TASK PROMPT >> Copy the thread about the online study group, beginning at the words "I just think" and stopping after "had already taken?", and replace "Internet" with "web" throughout.

TEXT >>
——————
# Is An Online Study Group Cheating?



## RootbeaR (Dec 9, 2006)

"...Ryerson University in Toronto is facing expulsion for setting up an online study group for his chemistry class using Facebook."
http://www.techdirt.com/articles/20080306/121402464.shtml

When I had to do group work at College it could be very difficult to find a time slot that was convenient for six people. This seems to be a partial solution as it cuts down on actual time by not having to go anywhere to study as a group therefore expanding meeting times.

Seems to me he was using all available resources to accomplish a goal.


----------



## MikeSwim07 (Apr 28, 2007)

Yeah, If they are using it to study then I think its O.K. But, If they are using it to share answers on test then yes, this student should be expelled as well as the other 100 something who did it.


----------



## new tech guy (Mar 27, 2006)

I think it sounds fine. Similar to our support forums in a study group. You would either want to learn how to do somthing or have a problem doing somthing and need some pointers on how to do it right. There not swapping test answers.


----------



## MikeSwim07 (Apr 28, 2007)

> The school is saying it wasn't so much a study group as it was a place for 146 students to cheat and share answers (though, it's only blaming the student who ran the group).


Doesn't this mean they were cheating?


----------



## JohnWill (Oct 19, 2002)

I guess I don't see the difference between an on-line study group or one that meets in person. Wouldn't it be just as easy to swap answers in person?


----------



## MikeSwim07 (Apr 28, 2007)

yeah, I think the university is just being a PITA


----------



## JohnWill (Oct 19, 2002)

I just think that the Internet has been synonymous with cheating in so many people's minds that they just automatically assume that anyone using the Internet for study is cheating.


----------



## Elvandil (Aug 1, 2003)

Online/offline, I don't see any difference. But did someone have a copy of last year's test? Were they giving the same one, year after year? Were they comparing answers for different versions of the test that some had already taken?

There has to be more to this story. If they were just "studying", they did nothing wrong. Hopefully, reasonable people at the university will sort this all out fairly.


----------



## RootbeaR (Dec 9, 2006)

http://www.thestar.com/article/309855

It wasn't even found out until later, after exams and final marks were in.(Not quite final)
I don't use facebook, but couldn't you be able to tell when posts were made? Like here.
It would be pretty easy to see if it was done during testing.

In Peterborough here, we have a College and a University. Both of which promote working in groups. Whole classes dedicated to teaching how to work in teams to solve problems.

Who said a meeting had to be at a physical location?

Stores here communicate with head offices in Toronto via live video feeds. Who wants to drive 5 hours to have a one hour meeting? I've lived in Toronto and know that some students could easily have a 2-3 hour round trip to meet in person.

Effectively use sources/resources and get kicked in the teeth. I love this Country.


----------
——————
MATERIAL SUPPLIED >>
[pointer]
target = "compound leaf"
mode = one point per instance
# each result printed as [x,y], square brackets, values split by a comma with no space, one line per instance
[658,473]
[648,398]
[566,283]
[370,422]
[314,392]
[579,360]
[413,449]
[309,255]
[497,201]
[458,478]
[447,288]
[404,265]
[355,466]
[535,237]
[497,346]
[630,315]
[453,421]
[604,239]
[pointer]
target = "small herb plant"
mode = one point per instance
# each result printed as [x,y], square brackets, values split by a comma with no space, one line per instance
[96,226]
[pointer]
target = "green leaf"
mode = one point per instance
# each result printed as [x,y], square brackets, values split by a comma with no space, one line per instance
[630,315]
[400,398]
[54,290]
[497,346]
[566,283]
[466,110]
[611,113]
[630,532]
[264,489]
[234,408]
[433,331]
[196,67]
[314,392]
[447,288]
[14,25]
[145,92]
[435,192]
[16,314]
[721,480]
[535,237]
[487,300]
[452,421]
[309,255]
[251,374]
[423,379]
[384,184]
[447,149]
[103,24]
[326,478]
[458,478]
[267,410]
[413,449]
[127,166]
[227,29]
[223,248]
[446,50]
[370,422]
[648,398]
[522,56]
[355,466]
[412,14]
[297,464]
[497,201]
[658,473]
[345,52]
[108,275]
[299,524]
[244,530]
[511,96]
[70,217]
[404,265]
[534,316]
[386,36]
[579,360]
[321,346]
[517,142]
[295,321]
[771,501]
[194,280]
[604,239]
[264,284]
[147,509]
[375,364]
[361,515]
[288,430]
——————
FINAL RESULT >>
I just think that the web has been synonymous with cheating in so many people's minds that they just automatically assume that anyone using the web for study is cheating.


----------



## Elvandil (Aug 1, 2003)

Online/offline, I don't see any difference. But did someone have a copy of last year's test? Were they giving the same one, year after year? Were they comparing answers for different versions of the test that some had already taken?